* Start Material shown *

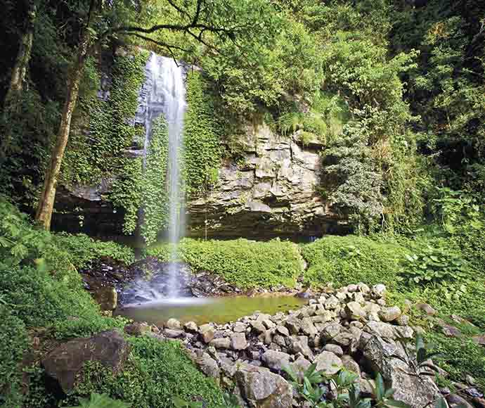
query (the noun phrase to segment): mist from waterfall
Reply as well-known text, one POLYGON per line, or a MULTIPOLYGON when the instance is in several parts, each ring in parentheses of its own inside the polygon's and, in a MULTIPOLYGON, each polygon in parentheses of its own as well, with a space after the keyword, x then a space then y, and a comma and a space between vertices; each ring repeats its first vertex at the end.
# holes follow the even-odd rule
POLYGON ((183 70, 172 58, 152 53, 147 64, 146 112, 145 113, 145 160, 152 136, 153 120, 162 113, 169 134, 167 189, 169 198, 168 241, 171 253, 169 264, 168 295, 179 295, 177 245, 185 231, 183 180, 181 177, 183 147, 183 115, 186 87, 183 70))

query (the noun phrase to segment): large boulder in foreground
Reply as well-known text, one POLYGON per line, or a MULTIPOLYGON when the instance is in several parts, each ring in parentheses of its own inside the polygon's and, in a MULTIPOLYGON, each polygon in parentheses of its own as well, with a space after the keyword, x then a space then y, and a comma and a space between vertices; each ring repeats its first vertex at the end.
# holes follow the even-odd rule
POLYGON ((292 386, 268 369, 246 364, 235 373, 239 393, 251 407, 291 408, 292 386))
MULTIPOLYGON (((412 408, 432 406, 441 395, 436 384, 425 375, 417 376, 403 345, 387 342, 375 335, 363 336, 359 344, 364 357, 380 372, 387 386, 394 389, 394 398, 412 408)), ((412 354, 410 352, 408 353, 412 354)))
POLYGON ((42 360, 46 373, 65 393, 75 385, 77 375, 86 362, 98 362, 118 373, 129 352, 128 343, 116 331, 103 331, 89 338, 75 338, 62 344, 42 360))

* End Material shown *
* Start Material shown *

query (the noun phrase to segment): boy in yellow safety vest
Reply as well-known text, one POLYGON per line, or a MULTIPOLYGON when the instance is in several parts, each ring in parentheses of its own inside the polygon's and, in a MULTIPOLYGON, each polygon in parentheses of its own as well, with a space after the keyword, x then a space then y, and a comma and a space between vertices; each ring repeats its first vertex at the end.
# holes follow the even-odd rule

* End Material shown *
* Start Material shown *

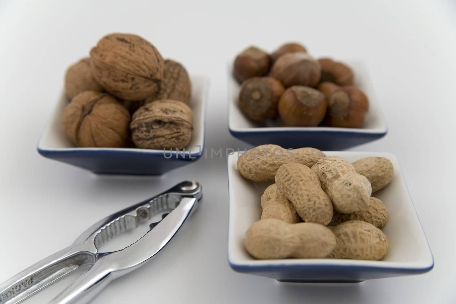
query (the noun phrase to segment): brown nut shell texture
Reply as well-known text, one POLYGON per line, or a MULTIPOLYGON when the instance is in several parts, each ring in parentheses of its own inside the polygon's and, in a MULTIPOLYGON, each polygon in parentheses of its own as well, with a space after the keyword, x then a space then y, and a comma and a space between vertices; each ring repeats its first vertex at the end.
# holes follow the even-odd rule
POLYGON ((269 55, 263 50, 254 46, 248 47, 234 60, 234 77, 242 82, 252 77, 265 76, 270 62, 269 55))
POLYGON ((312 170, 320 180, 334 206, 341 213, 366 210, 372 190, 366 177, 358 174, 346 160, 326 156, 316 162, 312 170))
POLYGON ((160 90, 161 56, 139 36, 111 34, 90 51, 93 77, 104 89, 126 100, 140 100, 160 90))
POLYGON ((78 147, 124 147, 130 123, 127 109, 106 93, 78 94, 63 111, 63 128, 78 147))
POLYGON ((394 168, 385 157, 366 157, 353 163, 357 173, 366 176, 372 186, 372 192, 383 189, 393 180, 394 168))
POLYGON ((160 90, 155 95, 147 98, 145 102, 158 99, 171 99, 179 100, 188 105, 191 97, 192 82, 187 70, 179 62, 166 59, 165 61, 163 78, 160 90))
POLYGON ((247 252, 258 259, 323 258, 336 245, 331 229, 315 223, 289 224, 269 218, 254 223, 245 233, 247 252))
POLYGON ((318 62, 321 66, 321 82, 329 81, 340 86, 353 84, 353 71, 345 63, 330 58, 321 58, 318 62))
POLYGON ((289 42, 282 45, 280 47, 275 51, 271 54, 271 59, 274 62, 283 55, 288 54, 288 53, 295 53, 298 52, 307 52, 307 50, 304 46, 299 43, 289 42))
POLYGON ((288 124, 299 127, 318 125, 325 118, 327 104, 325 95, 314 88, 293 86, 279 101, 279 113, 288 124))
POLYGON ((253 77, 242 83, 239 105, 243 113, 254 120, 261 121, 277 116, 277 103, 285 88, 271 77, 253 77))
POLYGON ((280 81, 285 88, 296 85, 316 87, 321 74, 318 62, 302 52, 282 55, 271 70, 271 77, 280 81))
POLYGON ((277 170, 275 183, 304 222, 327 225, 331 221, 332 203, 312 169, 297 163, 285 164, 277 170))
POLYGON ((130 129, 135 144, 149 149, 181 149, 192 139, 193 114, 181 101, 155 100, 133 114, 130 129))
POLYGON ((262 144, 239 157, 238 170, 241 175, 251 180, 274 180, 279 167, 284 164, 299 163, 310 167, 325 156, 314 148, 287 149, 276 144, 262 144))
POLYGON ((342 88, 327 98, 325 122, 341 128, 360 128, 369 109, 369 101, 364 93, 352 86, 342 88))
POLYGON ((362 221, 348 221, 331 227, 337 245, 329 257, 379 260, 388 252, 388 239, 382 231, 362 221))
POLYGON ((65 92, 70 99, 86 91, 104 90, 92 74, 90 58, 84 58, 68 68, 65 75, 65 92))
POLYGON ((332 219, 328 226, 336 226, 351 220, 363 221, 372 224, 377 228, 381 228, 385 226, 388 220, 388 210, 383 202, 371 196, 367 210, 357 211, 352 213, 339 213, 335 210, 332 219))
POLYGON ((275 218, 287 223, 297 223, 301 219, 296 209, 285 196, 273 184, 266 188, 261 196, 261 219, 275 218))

* End Material shown *

## Task prompt
Could you reproduce the lines from the line with "query (the noun phrase to segment): large" to the line with "MULTIPOLYGON (((412 408, 432", replacing "boulder" with "rock" and leaving everything else as it is?

## Solution for this exercise
query (the noun phrase to segment): large rock in foreground
Reply as well-known text, one POLYGON per line, or a MULTIPOLYGON when the instance is in several parts, each ring in parentheses of its own inside the polygon's and, in a MULTIPOLYGON, each polygon in parentheses of its own as well, with a space after the keyword, x then a space then y, and a comma and a space between vertices; each ring repeats its first vertex at the end.
# holes follow the even-odd rule
POLYGON ((292 386, 268 369, 246 364, 235 373, 239 393, 251 407, 291 408, 292 386))
MULTIPOLYGON (((412 408, 432 406, 441 395, 436 384, 425 375, 417 376, 403 345, 387 342, 375 335, 363 336, 359 344, 364 357, 380 372, 387 386, 394 389, 394 398, 412 408)), ((412 354, 410 352, 408 353, 412 354)))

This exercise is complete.